* _GIVEN REQUEST_
Each entry needs to be restated exactly as written.

Object point labels
────────────────

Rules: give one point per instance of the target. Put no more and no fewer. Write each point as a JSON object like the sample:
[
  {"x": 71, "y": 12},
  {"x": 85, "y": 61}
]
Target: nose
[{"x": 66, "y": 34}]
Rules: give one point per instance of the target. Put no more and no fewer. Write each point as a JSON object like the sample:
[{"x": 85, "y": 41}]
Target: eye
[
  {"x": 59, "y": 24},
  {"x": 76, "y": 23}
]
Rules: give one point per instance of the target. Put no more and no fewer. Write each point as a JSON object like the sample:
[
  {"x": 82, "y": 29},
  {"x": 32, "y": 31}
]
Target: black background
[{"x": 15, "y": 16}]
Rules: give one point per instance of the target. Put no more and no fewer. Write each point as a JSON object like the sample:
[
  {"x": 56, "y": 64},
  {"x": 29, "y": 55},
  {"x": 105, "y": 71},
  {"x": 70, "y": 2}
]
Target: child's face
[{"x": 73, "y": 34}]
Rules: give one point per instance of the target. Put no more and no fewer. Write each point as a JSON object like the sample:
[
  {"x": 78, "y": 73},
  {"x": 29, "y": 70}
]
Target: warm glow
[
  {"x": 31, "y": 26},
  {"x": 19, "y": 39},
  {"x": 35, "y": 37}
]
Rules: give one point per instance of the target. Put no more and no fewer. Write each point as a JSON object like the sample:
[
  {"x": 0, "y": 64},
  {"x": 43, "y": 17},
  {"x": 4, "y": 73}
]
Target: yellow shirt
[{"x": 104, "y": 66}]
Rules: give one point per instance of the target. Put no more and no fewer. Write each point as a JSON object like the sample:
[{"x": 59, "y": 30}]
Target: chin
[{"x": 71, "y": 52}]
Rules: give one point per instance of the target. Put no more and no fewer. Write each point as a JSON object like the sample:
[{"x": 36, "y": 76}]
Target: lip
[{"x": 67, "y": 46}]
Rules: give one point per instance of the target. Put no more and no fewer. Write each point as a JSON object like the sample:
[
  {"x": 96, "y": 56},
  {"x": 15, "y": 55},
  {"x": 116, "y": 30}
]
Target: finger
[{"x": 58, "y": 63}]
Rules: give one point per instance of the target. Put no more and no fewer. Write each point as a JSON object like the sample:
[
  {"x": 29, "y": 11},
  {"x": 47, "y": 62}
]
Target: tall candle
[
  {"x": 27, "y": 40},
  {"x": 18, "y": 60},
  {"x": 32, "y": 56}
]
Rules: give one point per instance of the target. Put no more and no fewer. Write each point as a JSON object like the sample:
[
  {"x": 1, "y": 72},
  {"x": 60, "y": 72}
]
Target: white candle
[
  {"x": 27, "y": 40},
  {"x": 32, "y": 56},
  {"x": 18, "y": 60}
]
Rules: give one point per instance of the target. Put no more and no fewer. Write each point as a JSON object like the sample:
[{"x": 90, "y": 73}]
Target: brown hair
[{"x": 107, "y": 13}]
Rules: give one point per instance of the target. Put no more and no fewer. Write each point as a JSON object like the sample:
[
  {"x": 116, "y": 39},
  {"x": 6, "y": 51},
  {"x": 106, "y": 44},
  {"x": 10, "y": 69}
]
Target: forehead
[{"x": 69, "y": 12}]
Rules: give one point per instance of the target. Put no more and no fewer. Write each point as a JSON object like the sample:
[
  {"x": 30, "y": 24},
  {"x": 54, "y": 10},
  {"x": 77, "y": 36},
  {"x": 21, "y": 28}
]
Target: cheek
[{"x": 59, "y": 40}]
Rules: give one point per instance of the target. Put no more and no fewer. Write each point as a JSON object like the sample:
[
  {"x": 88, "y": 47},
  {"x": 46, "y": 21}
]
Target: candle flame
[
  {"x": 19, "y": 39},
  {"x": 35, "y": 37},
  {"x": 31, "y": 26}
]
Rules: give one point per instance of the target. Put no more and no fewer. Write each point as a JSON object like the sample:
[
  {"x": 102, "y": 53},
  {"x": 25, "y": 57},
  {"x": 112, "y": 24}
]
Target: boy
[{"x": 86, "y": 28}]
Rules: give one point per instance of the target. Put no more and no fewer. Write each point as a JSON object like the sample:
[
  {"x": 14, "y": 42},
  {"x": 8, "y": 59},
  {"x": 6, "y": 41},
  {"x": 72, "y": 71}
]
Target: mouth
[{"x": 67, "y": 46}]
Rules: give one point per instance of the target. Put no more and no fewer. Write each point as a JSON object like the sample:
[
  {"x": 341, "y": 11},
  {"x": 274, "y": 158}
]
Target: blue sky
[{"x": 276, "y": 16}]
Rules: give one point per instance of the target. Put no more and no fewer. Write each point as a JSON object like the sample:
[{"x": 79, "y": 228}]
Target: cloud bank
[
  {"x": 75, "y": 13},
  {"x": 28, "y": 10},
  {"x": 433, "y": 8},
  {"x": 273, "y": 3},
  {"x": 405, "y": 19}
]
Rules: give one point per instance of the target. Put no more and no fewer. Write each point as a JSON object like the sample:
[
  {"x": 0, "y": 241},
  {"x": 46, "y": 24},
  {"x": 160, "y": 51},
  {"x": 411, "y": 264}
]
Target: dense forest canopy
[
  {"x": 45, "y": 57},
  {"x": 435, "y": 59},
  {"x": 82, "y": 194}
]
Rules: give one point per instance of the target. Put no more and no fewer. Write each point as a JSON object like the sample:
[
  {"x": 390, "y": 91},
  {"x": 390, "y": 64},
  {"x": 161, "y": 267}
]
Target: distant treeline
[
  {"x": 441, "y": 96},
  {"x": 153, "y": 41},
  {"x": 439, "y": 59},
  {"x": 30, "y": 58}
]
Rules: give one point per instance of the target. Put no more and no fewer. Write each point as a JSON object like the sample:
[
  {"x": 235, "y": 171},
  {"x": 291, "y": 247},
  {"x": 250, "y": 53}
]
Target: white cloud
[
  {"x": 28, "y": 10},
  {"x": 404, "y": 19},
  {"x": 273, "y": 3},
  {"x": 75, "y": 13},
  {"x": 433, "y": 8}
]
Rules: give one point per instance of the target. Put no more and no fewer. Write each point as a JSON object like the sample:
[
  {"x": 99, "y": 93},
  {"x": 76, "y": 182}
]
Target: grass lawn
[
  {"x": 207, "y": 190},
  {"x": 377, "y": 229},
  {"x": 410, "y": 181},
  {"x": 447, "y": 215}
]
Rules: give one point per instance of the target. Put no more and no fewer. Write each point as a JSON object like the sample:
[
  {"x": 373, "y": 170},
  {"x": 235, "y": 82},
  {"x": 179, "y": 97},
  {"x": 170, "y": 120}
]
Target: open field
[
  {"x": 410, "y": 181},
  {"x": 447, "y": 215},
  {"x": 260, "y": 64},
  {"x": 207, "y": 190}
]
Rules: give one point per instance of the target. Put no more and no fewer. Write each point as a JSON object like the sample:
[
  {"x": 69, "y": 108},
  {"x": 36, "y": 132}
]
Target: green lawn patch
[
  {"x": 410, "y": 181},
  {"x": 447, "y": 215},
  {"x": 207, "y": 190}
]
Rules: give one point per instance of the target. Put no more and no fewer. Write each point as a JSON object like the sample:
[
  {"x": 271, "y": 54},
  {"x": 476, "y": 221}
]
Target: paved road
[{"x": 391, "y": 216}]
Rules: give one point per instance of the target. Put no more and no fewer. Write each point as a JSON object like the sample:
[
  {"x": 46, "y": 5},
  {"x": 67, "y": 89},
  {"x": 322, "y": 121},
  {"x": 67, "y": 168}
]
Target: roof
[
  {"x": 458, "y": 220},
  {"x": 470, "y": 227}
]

────────────────

* _ANSWER TO THIS EXERCISE_
Rules: give one point per instance of the target. Put no more and no fewer. Write each point as a JSON object like the sample:
[
  {"x": 71, "y": 12},
  {"x": 85, "y": 61}
]
Target: nose
[{"x": 66, "y": 34}]
Rules: give one point per instance of the target. Put no more and no fewer. Write each point as a JSON object like the sample:
[{"x": 85, "y": 41}]
Target: eye
[
  {"x": 59, "y": 24},
  {"x": 76, "y": 23}
]
Rules: give one point per instance of the target. Put no more and no fewer. Write each point as a JSON object like the sample:
[
  {"x": 82, "y": 29},
  {"x": 32, "y": 31}
]
Target: black background
[{"x": 15, "y": 16}]
Rules: give one point per instance of the target. Put no more and no fewer. Write each point as a JSON object like the sample:
[
  {"x": 56, "y": 64},
  {"x": 29, "y": 55},
  {"x": 105, "y": 71},
  {"x": 70, "y": 2}
]
Target: child's face
[{"x": 73, "y": 34}]
Rules: give one point per instance of the target. Put no more and no fewer. Write each point as a JSON object like the sample:
[
  {"x": 78, "y": 73},
  {"x": 29, "y": 70}
]
Target: warm glow
[
  {"x": 31, "y": 26},
  {"x": 19, "y": 39},
  {"x": 35, "y": 37}
]
Rules: give one point per instance of the target. Put no more and no fewer. Write each point as a JSON object like the sample:
[
  {"x": 0, "y": 64},
  {"x": 43, "y": 17},
  {"x": 4, "y": 73}
]
Target: yellow shirt
[{"x": 104, "y": 66}]
Rules: give one point per instance of the target. Put no more and no fewer. Write each point as a JSON object like the sample:
[{"x": 59, "y": 30}]
Target: chin
[{"x": 71, "y": 52}]
Rules: give one point per instance of the target. Put no more and no fewer. Write each point as a JSON object like the sample:
[{"x": 36, "y": 76}]
Target: lip
[{"x": 67, "y": 46}]
Rules: give one point per instance of the target. Put no more and no fewer. Write each point as a JSON object like the sample:
[
  {"x": 96, "y": 56},
  {"x": 15, "y": 55},
  {"x": 116, "y": 30}
]
Target: finger
[{"x": 58, "y": 63}]
Rules: give one point per instance of the target. Put no more and no fewer. Write each point as a JSON object like the sample:
[
  {"x": 29, "y": 11},
  {"x": 47, "y": 62}
]
Target: tall candle
[
  {"x": 27, "y": 40},
  {"x": 18, "y": 60},
  {"x": 32, "y": 56}
]
Rules: give one point per instance of the target. Put no more and no fewer. Write each point as a JSON object like the sample:
[
  {"x": 1, "y": 72},
  {"x": 60, "y": 72}
]
Target: white candle
[
  {"x": 27, "y": 40},
  {"x": 32, "y": 56},
  {"x": 18, "y": 60}
]
Rules: give one point per instance of the target. Put no more and no fewer. Write each point as a JSON object like the sample:
[{"x": 90, "y": 73}]
Target: brown hair
[{"x": 107, "y": 13}]
Rules: give one point per instance of the target. Put no more and no fewer. Write each point as a JSON object like the sample:
[
  {"x": 116, "y": 39},
  {"x": 6, "y": 51},
  {"x": 106, "y": 44},
  {"x": 10, "y": 69}
]
Target: forehead
[{"x": 69, "y": 12}]
Rules: give one point per instance of the target. Put no more and no fewer. Write each point as a JSON object like the sample:
[
  {"x": 30, "y": 24},
  {"x": 54, "y": 10},
  {"x": 77, "y": 36},
  {"x": 21, "y": 28}
]
Target: cheek
[{"x": 59, "y": 40}]
Rules: give one point per instance of the target. Put no more and no fewer. Write each point as a JSON object like the sample:
[
  {"x": 88, "y": 47},
  {"x": 46, "y": 21}
]
Target: candle flame
[
  {"x": 19, "y": 39},
  {"x": 35, "y": 37},
  {"x": 31, "y": 26}
]
Rules: give one point per instance of the target. Put no more and no fewer. Write each point as a JSON object like the sample:
[
  {"x": 102, "y": 53},
  {"x": 25, "y": 57},
  {"x": 112, "y": 24}
]
Target: boy
[{"x": 86, "y": 28}]
Rules: give one point per instance of the target. Put no more and no fewer. Write each point as a JSON object like the sample:
[
  {"x": 14, "y": 42},
  {"x": 8, "y": 59},
  {"x": 6, "y": 41},
  {"x": 72, "y": 71}
]
Target: mouth
[{"x": 67, "y": 46}]
Rules: give one point per instance of the target. Put no more and no fewer. Write each point as a JSON object like the sample:
[
  {"x": 341, "y": 11},
  {"x": 274, "y": 158}
]
Target: blue sky
[{"x": 276, "y": 16}]
Rules: give one point per instance of the target. Put no more and no fewer. Write each point as a JSON object like the sample:
[{"x": 79, "y": 228}]
Target: cloud bank
[
  {"x": 75, "y": 13},
  {"x": 28, "y": 10},
  {"x": 433, "y": 8},
  {"x": 273, "y": 3},
  {"x": 405, "y": 19}
]
Rules: give one point per instance of the target. Put no more and no fewer. Write each point as a JSON object like the sample:
[
  {"x": 0, "y": 241},
  {"x": 46, "y": 24},
  {"x": 160, "y": 51},
  {"x": 411, "y": 264}
]
Target: dense forest canopy
[
  {"x": 45, "y": 57},
  {"x": 435, "y": 59},
  {"x": 82, "y": 194}
]
Rules: give one point per instance of the target. Put no more and no fewer. Write each point as a JSON object like the sample:
[
  {"x": 390, "y": 91},
  {"x": 390, "y": 64},
  {"x": 161, "y": 267}
]
Target: distant treeline
[
  {"x": 441, "y": 96},
  {"x": 153, "y": 41},
  {"x": 439, "y": 59},
  {"x": 30, "y": 58}
]
Rules: give one point per instance of the target. Put no more and no fewer. Write each point as a JSON object like the sample:
[
  {"x": 235, "y": 171},
  {"x": 291, "y": 247},
  {"x": 250, "y": 53}
]
Target: white cloud
[
  {"x": 28, "y": 10},
  {"x": 404, "y": 19},
  {"x": 273, "y": 3},
  {"x": 75, "y": 13},
  {"x": 433, "y": 8}
]
Rules: give one point per instance of the target. Put no more and no fewer. Write each point as a JSON object like the sample:
[
  {"x": 99, "y": 93},
  {"x": 76, "y": 182}
]
Target: grass lawn
[
  {"x": 207, "y": 190},
  {"x": 377, "y": 229},
  {"x": 410, "y": 181},
  {"x": 447, "y": 215}
]
Rules: give one point per instance of the target. Put no more and no fewer. Write each point as a JSON object like the sample:
[
  {"x": 373, "y": 170},
  {"x": 235, "y": 82},
  {"x": 179, "y": 97},
  {"x": 170, "y": 120}
]
Target: open field
[
  {"x": 410, "y": 181},
  {"x": 447, "y": 215},
  {"x": 260, "y": 64},
  {"x": 207, "y": 190}
]
Rules: give one point per instance of the target. Put no more and no fewer. Write each point as a JSON object like the sample:
[
  {"x": 69, "y": 108},
  {"x": 36, "y": 132}
]
Target: green lawn patch
[
  {"x": 410, "y": 181},
  {"x": 447, "y": 215},
  {"x": 207, "y": 190}
]
Rules: give one point per instance of the target. Put no more and no fewer. Write each point as a JSON object like the sample:
[
  {"x": 271, "y": 54},
  {"x": 476, "y": 221}
]
Target: paved road
[{"x": 391, "y": 216}]
Rules: give one point per instance of the target. Put no more and no fewer. Write each point as a JSON object like the sample:
[
  {"x": 46, "y": 5},
  {"x": 67, "y": 89},
  {"x": 322, "y": 121},
  {"x": 67, "y": 168}
]
Target: roof
[
  {"x": 458, "y": 220},
  {"x": 470, "y": 227}
]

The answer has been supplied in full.